Your goal →
Retype all of the items below with no changes, and leave the pictures out.

*** Records supplied

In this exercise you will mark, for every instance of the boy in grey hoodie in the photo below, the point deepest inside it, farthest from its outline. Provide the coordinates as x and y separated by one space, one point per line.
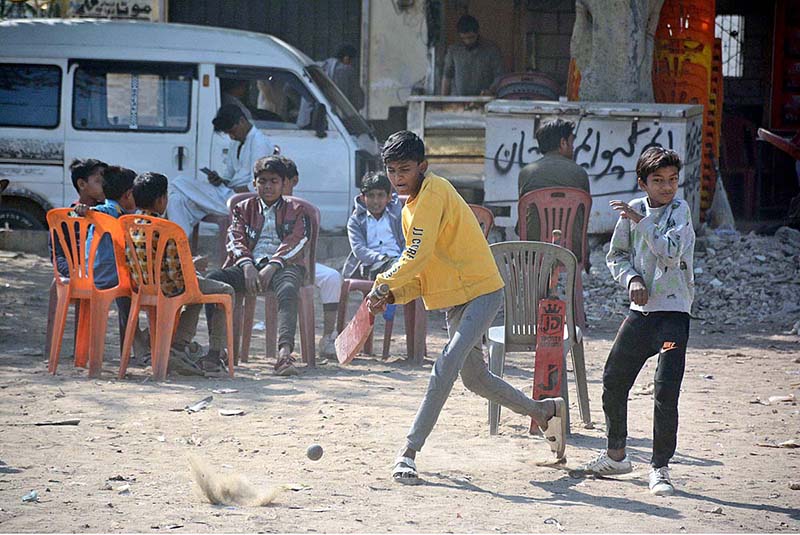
375 229
651 256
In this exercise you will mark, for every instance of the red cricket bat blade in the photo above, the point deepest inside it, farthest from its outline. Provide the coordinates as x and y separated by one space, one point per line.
548 367
354 336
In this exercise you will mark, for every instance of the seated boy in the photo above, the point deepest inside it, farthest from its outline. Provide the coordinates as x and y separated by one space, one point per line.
87 179
375 229
266 241
150 193
328 280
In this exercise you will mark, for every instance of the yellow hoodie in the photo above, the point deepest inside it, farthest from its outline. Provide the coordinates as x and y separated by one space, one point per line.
447 260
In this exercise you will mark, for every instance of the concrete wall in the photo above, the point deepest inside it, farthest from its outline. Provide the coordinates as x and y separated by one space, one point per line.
398 55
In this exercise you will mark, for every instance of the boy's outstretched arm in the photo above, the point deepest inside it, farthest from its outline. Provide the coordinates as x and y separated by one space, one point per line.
421 239
671 243
618 258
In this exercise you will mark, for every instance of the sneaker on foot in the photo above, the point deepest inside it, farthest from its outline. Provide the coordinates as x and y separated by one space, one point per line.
285 367
660 483
604 465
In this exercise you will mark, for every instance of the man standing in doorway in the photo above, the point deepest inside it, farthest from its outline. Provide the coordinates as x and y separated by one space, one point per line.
193 198
340 69
471 66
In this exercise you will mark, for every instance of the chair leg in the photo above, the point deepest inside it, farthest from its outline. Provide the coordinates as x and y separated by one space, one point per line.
496 358
238 314
387 338
306 316
247 326
57 335
579 365
83 334
130 332
271 324
99 324
227 307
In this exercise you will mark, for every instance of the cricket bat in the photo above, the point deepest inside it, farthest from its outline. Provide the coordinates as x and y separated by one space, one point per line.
352 339
548 366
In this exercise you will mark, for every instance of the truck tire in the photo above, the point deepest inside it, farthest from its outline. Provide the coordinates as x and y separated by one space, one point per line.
21 214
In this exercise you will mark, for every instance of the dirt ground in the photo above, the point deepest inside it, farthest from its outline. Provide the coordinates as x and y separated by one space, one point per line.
727 479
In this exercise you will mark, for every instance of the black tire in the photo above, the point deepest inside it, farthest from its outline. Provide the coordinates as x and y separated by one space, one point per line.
17 217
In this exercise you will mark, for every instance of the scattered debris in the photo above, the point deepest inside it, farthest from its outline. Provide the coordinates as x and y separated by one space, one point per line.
554 522
729 284
200 405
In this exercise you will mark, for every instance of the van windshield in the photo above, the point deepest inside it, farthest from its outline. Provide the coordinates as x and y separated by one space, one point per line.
352 120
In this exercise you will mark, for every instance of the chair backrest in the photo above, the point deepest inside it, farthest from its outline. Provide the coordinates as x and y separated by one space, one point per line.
557 209
157 233
525 267
72 231
485 218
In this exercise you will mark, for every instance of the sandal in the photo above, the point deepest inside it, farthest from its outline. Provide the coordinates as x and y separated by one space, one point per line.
556 431
405 471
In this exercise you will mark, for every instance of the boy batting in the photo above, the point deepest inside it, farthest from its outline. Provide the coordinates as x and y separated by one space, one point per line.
448 262
651 256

******

Written solution →
In this exercise you will mark, for every instance of the boy in grey hoodie in the photo below, the point deepest inside it, farthest from its outline. Provide the coordinates as x and y separated by one space, one point per line.
375 229
651 256
In this exercise you will mark, for every instance of the red cricket bat blade in the photo above, the point deepest inside it, farthest from its outline. Provide the coordinates as x and y separated by one space, one point per line.
548 367
354 336
In this exercise you will mark, for every instance of the seated boy in the photo above, the point deepest inside it, farthest from its outline. Provide the coordinates as x and y separated by one space, one point per line.
87 179
375 229
266 241
150 193
328 280
In this exercise you will mark, for every instance of the yellow hoodie in the photo above, the point deepest inside it, farthest from its outline. Provide the coordinates as x and y separated by one space, one point per line.
447 260
In this exercise you will mark, for every instance of the concrete wall in the photo above, the point deepest inside it, farthest from its outline. Provide the coordinates as x and y separated by one space, one point per line.
398 55
In this exercise you will mark, for every instance of the boy's outstretched arm in the photo above, the point deepest inside it, farthest from its outline. Provide the coordinates as x and y separated by one space, one point per line.
421 239
671 243
618 258
In this exercise you will mark, for every instance of the sneaker on foot in the photo above, the point deepest inside it, farthest from its outline. Provide the coordinates as x and y separated by one space, one point per line.
285 367
660 483
604 465
In this exercise you will mark, for every instance of the man standing in doorway in the photo above, the point deepest inside it, farthest from its outline. Provide the coordinates as x and y separated by one space, one point per line.
193 198
340 69
471 66
In this exercise you will mark, for every instance of the chair leg in the photo above, the point deepest inside it, farthest from its outline. Provide the coordinates as x and y separated by one space, one point per line.
496 358
238 314
387 338
306 316
247 326
57 335
579 365
83 334
130 332
271 324
99 324
227 307
In this exercise you will mark, for every instance of the cricket bat in the photo above, the point deepest inside it, farthest from its outline. Provide the coordinates as x and y separated by one space, one point per line.
352 339
548 366
In this exercise you will mark, for every instance of the truck tire in the photo above, the point deepest inside it, farthest from its outline. Provide the coordinates as x and y separated by one space, one point per line.
21 214
In this exercise you will mark, for every instance of the dirt ground in the photo above, the point deepest inside it, farthest from its outline. Provide the coordinates as x and y separated by one space, one point per line.
727 479
In this exercise you will mark, for every instance of the black tire in the photo above, the point deepest inside it, farthest from its outline. Provide the coordinates as x and y separated by one space, one point per line.
17 217
In this exercise you will mark, for every instance of the scattered debris in the photo above, the point deepest inside it, farthest from its outline. Provide the coordinates as x and y separated by one space, one point per line.
554 522
729 284
200 405
In this exercise you will mark, for every instance of the van windshield in the photo above, the point deepest inside it, farthest from its outline. Provide the coordinates as x and y separated by one space, one point per line.
352 120
In this exercise you will mark, for every instance of the chair backrest in the photo above, the point deepest inside it, farthest from its outline. Provide the coordinates as x and y separated by one space, one point per line.
557 209
157 233
525 267
72 231
485 218
In this exercise you will mark, for every instance of the sandal in the photo above, the point deepest inside it, farthest from its outline. Provide the coordinates as x and y separated by one space, one point per line.
556 431
405 471
In this exercise you will mark, for every instance of the boy batting in the photo above, the point deepest inside it, farthest from its outline. Provide the coordinates as x and y separated by one space, one point per line.
448 262
651 256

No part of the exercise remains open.